GIVEN PROBLEM:
Rewrite the material below with "query phrase" changed to "search phrase" wherever it appears, and leave every other part unchanged.

━━ INFORMATION GIVEN ━━

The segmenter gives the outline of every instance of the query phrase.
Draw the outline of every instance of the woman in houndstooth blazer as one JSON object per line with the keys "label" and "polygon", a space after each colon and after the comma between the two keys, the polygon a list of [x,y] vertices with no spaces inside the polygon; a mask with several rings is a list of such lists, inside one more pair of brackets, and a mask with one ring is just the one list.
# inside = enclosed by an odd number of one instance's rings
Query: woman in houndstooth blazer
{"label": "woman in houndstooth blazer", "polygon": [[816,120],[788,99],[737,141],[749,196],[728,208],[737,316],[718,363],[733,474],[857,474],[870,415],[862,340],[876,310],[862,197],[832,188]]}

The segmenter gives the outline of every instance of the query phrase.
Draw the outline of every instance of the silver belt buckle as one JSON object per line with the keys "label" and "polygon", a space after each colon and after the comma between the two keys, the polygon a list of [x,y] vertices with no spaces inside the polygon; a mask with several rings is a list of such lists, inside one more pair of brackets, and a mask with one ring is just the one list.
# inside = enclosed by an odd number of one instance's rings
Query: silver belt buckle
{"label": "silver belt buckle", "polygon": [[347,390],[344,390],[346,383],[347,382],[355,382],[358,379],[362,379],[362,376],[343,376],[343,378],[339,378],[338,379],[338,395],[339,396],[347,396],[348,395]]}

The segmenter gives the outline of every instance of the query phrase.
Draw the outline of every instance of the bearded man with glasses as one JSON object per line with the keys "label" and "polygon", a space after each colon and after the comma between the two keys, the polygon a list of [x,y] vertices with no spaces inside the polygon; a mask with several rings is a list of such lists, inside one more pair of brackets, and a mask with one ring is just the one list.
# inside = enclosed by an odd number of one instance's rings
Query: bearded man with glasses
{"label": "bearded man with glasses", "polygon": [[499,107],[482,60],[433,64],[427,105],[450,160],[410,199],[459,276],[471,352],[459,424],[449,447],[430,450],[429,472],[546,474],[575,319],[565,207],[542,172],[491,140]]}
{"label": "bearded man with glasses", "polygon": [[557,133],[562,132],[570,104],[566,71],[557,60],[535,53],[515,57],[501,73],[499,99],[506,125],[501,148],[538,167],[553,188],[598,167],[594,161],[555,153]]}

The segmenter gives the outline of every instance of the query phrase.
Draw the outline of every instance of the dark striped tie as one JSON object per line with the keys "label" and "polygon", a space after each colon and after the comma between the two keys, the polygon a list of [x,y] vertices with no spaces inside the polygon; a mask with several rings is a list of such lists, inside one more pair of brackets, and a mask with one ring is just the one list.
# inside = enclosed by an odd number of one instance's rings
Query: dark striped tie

━━━

CORRECT RESPONSE:
The segmenter gives the outline of every instance of the search phrase.
Draw the outline of every instance of the woman in houndstooth blazer as one JSON object per line with the keys "label" and "polygon", a space after each colon and after the comma between the two keys, the polygon a list of [x,y] vertices with no spaces inside the polygon; a mask with several rings is a list of such lists, inside one more pair of brackets, and a mask with one ring is just the one list.
# inside = enclosed by an odd number of one instance's rings
Query: woman in houndstooth blazer
{"label": "woman in houndstooth blazer", "polygon": [[816,120],[788,99],[737,141],[749,196],[728,208],[737,316],[718,363],[733,474],[857,474],[870,415],[862,340],[876,310],[862,197],[832,188]]}

The segmenter gives the outline of every instance of the search phrase.
Draw the outline of every instance of the silver belt buckle as one JSON object per line with the keys "label" and "polygon", a space after each colon and after the comma between the two keys, the polygon a list of [x,y] vertices with no spaces inside the polygon; a mask with several rings is a list of such lists, inside one more pair of brackets, and a mask with one ring is just the one list.
# inside = enclosed by an odd number of one instance's rings
Query: silver belt buckle
{"label": "silver belt buckle", "polygon": [[347,390],[344,390],[346,383],[347,382],[355,382],[358,379],[362,379],[362,376],[343,376],[343,378],[339,378],[338,379],[338,395],[339,396],[347,396],[348,395]]}

The segmenter gives the outline of every instance of the search phrase.
Draw the outline of every instance of the bearded man with glasses as one JSON object per line with the keys "label" and "polygon", a space after each colon and after the comma between the two keys, the polygon a list of [x,y] vertices with no spaces inside the polygon; a mask with several rings is a list of such lists, inside one more pair of brackets, and a mask with one ring is just the one list.
# inside = enclosed by an odd number of one instance's rings
Query: bearded man with glasses
{"label": "bearded man with glasses", "polygon": [[499,107],[482,60],[433,64],[427,105],[450,160],[410,199],[459,276],[471,352],[459,424],[449,447],[430,450],[429,472],[546,474],[575,319],[565,207],[542,172],[491,140]]}
{"label": "bearded man with glasses", "polygon": [[557,133],[562,132],[570,104],[566,71],[557,60],[535,53],[515,57],[501,73],[499,99],[506,125],[501,148],[538,167],[553,188],[598,167],[594,161],[555,153]]}

The segmenter gives the outline of every instance of the search phrase.
Draw the outline of every instance of the dark striped tie as one JSON object per line with the keys "label" and "polygon", a space after each colon and after the comma between the two keys, the polygon a list of [x,y] vertices with no spaces inside the polygon; a mask with several rings is a list of such lists, inside one more pair of brackets, and a mask with one ring is just the one list.
# inside = enclosed by an odd number of one instance's rings
Query: dark striped tie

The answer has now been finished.